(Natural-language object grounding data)
★ ★ ★ ★ ★

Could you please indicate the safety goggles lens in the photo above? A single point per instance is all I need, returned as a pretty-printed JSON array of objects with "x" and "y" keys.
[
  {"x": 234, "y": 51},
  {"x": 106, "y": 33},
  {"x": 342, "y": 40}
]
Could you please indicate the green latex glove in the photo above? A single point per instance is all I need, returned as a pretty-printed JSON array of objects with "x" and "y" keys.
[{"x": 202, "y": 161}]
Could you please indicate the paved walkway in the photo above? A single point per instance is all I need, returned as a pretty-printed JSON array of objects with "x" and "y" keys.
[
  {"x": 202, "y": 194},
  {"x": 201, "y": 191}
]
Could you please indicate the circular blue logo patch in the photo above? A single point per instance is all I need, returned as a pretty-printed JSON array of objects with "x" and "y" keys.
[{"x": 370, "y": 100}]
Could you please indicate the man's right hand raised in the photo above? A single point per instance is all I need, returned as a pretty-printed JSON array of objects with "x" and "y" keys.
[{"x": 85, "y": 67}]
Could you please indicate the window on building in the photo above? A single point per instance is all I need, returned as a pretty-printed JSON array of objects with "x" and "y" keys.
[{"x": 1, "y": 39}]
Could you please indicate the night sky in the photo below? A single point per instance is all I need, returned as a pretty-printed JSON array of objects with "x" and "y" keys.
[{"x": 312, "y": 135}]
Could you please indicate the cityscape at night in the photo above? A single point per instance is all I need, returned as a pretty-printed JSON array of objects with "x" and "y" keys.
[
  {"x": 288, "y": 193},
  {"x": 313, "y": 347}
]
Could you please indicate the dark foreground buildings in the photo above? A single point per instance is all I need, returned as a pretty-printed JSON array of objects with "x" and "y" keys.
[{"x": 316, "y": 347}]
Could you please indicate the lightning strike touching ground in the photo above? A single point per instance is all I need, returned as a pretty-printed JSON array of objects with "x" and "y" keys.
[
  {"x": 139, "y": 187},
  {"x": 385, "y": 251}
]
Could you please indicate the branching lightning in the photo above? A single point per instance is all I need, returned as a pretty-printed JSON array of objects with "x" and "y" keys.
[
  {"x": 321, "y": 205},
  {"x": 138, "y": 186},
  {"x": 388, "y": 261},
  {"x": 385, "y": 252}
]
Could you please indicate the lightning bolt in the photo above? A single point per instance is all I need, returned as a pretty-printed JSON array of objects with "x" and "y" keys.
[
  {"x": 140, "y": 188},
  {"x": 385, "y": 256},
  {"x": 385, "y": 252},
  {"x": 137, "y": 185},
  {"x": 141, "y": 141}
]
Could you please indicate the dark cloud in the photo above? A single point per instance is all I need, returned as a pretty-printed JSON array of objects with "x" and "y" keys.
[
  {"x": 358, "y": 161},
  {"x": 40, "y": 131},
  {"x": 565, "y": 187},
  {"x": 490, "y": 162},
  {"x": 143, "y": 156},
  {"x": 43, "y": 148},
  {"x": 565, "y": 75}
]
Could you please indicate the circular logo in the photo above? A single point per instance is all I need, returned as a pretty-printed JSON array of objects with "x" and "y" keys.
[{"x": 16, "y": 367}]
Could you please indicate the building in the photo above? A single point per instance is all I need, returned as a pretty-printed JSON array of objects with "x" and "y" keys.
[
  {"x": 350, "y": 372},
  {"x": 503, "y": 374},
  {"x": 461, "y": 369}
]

★ ★ ★ ★ ★

Only the lines from the one with "Could you please indicate the branching" through the end of the data should be printed, each exactly as it appears.

→ Expected output
Could you please indicate the branching lightning in the photo above? A single point per instance is all I need, returned as a pretty-printed JSON array of objects with "x" and "y" keys.
[
  {"x": 321, "y": 205},
  {"x": 138, "y": 186},
  {"x": 388, "y": 261},
  {"x": 385, "y": 252}
]
Could you please indicate the lightning bolt in the photo above? A single point per instance is all I need, returned as a pretty-printed JSON array of objects with "x" and "y" keys.
[
  {"x": 140, "y": 188},
  {"x": 385, "y": 256},
  {"x": 385, "y": 252},
  {"x": 137, "y": 185},
  {"x": 141, "y": 141}
]
Could you please indicate the dark cloud in the photo above? A single point per instance is all I need, returned as a pretty-printed JSON array of objects with "x" and "y" keys.
[
  {"x": 358, "y": 161},
  {"x": 40, "y": 131},
  {"x": 565, "y": 187},
  {"x": 490, "y": 162},
  {"x": 143, "y": 156},
  {"x": 43, "y": 148},
  {"x": 565, "y": 75}
]
Could you please indicate the circular logo in the photo above? A single point per instance is all I need, returned as a pretty-printed JSON array of objects with "x" and "y" keys.
[{"x": 16, "y": 367}]
Could you please indicate the building in the photo above? A single point per instance is all I need, returned as a pretty-printed JSON array of objects with "x" and "y" keys.
[
  {"x": 350, "y": 372},
  {"x": 503, "y": 374},
  {"x": 461, "y": 369}
]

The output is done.